[JOB]
Reproduce each of the lines below word for word, without changing anything.

[MATERIAL FOR THIS TASK]

──────────────────────────────

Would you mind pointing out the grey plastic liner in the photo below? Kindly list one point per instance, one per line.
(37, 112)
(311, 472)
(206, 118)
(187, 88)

──────────────────────────────

[SOLVED PROBLEM]
Would you mind pointing out the grey plastic liner in the photo below? Kindly list one point per instance, one per line.
(37, 112)
(311, 472)
(206, 118)
(187, 88)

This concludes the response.